For example one of the questions that should be asked about any numeric model is how well it 'back casts'
Again, something that wasn't part of college for me. To me, it's common sense. But I sure didn't pick that up at college.

You wouldn't report perpetual motion as straight news would you?
Nope. But once again, that was covered in high school.

In today's educational system (at least in America), I don't put stock in ANY sort of degree. Okay, maybe engineering, but only if followed by a P.E. exam. I've seen enough dumbasses with science degrees to know college is mostly about perseverance, not intelligence.

Re:Liberal Arts majors BS detectors are broken. (0)

Anonymous Coward | more than 7 years ago | (#18553803)

Liberal Arts majors BS detectors are broken.

I guess you think it's the height of good journalism to make an inane generalization like that one. I was a Latin major and, aside from likely knowing a lot more about science than you, am also sufficiently educated in logic to avoid such a stupid mistake while allegedly arguing for the need for more depth in science.

Re:Recommended Reading (2, Insightful)

rasputin465 (1032646) | more than 7 years ago | (#18552735)

Perhaps I shouldn't snub those that are fighting the 'good fight'.

I agree we shouldn't snub the good guys, but at the same time, it wouldn't be the 'good fight' if we didn't subject everyone to criticism equally.

Re:Recommended Reading (1)

thrillseeker (518224) | more than 7 years ago | (#18553039)

it wouldn't be the 'good fight' if we didn't subject everyone to criticism equally. On Slashdot? You haven't seen the continuous over-the-top in-your-face guess-what-makes-the-accepted-submissions agenda here on the "news for nerds" site?

Re:Recommended Reading (0)

Anonymous Coward | more than 7 years ago | (#18554663)

I'm sorry, but that is stupid, for the simple reason that everyone is not deserving of equal criticism.

Re:Recommended Reading (5, Insightful)

nbauman (624611) | more than 7 years ago | (#18553219)

As much as I appreciate the work Mr. Mooney does, what precisely makes him credible to speak about science related topics? He has a B.A. in English, and I doubt very much that he has a fundamental grasp of the concepts he speaks of... Anyone care to share their thoughts on the subject?
That's a fair question that deserves a reasonable answer.

I read Mooney's book, and I read several of his articles. It was consistent with what I had been reading in Science, New Scientist, Scientific American, and Henry Waxman's documentation (which is where a lot of this comes from).
* * * *
#### [WHAT TO WORK ON]
1: Print everything in the science-journalism comment thread from "You wouldn't report" down to "depth in science.".
2: Pick up the science-journalism comment thread after its last sentence and carry it forward.
* * * *
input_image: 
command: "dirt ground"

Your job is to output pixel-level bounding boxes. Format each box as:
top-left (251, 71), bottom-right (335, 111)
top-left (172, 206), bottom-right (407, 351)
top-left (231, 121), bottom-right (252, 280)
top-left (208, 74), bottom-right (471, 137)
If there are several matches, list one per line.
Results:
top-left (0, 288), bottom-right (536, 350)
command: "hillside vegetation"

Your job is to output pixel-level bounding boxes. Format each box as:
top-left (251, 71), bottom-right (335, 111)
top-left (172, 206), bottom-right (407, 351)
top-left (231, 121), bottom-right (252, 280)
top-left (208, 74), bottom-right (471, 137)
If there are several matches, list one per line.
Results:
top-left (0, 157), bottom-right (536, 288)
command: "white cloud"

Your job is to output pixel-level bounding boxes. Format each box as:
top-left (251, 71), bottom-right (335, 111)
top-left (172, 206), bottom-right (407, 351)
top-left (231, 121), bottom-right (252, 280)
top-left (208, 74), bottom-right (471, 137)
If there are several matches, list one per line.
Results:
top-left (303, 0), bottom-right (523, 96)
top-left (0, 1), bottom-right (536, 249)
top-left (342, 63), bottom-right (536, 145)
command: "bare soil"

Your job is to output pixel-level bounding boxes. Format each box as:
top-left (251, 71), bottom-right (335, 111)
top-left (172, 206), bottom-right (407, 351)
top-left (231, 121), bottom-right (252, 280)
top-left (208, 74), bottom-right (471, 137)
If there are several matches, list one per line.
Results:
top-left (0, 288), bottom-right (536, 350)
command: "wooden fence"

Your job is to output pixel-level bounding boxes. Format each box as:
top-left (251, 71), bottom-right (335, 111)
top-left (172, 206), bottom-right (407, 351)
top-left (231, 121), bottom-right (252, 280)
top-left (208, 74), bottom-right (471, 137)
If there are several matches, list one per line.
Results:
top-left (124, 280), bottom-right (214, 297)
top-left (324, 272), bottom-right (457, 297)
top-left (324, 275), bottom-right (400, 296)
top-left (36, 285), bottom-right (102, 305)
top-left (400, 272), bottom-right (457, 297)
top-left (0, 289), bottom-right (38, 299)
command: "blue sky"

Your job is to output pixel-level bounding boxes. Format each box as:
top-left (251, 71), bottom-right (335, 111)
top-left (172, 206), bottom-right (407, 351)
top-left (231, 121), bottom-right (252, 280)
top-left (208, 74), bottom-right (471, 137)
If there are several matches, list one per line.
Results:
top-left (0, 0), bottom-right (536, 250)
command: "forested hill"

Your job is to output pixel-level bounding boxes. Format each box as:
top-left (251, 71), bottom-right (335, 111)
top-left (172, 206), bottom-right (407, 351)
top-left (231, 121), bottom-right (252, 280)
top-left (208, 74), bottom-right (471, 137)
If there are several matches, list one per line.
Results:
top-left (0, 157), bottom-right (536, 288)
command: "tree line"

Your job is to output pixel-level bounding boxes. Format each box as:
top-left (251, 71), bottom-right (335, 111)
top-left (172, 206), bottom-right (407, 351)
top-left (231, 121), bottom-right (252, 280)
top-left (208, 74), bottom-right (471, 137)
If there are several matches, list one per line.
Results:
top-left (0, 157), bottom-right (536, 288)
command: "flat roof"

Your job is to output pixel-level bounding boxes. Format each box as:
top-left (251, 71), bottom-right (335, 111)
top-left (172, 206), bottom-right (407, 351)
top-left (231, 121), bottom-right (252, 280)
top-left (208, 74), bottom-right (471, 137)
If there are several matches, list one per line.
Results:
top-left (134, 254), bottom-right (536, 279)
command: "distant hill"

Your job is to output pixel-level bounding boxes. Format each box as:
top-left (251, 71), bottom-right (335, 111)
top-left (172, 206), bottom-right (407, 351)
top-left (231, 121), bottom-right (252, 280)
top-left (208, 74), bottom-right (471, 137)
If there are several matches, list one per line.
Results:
* * * *
#### [THE REPLIES]
1:
You wouldn't report perpetual motion as straight news would you?
Nope. But once again, that was covered in high school.

In today's educational system (at least in America), I don't put stock in ANY sort of degree. Okay, maybe engineering, but only if followed by a P.E. exam. I've seen enough dumbasses with science degrees to know college is mostly about perseverance, not intelligence.

Re:Liberal Arts majors BS detectors are broken. (0)

Anonymous Coward | more than 7 years ago | (#18553803)

Liberal Arts majors BS detectors are broken.

I guess you think it's the height of good journalism to make an inane generalization like that one. I was a Latin major and, aside from likely knowing a lot more about science than you, am also sufficiently educated in logic to avoid such a stupid mistake while allegedly arguing for the need for more depth in science.

2:
More convincing than their arguments is the Bush Administration's inability to give a convincing rebuttal. I also read the Wall Street Journal editorial page every day to get the other side, and I don't think they gave a coherent answer. Most significantly, when they got someone to rebut the scientists, they usually got an economist, not a scientist, and their economists seemed to make obvious logical and scientific fallicies. For that matter, the Wall Street Journal news stories pretty much took Mooney's perspective. (Science and New Scientist made a reasonable effort to give the opposing views too, and at least they got scientists.)

There was an editorial in Science signed by science advisors to presidents over 30 years denouncing the Bush Administration -- including many Republicans. Even Republican scientists said that they've never seen political pressure like this (and I saw political pressure on scientists under the Carter and Clinton Administration). The unanimity among scientists really is striking, bipartisan and unprecedented. It's always possible that they could all be wrong, but it's better than the evidence we usually have for other policy decisions (like Star Wars), and given the risks, you can't just say, "Let's put off action for 10 years while we get more evidence," like George W. Bush does.

So as a journalist, much of what Mooney does is merely summing up what highly-credentialed PhD-level scientists are saying, giving the arguments on both sides, coming to conclusions, and giving it a context. The scientists say that he's reporting their views accurately. Furthermore much of what he does is reporting on politics, and it's nice, but not necessary, to be a scientist to do that. (Gerard Piel, the publisher of Scientific American, was a history major.)

Lots of people do that, and still turn out to be wrong. But Mooney got generally good reviews in the scientific journals. He took a lot of stuff I read and made it easier for me to understand the context. In my reading, he does seem to have a good grasp of the subject. He wouldn't be qualified to do the hard science, like look at temperature data in ice cores and make a scientific judgment about it, but he doesn't make hard scientific decisions, he just talks to other people who do.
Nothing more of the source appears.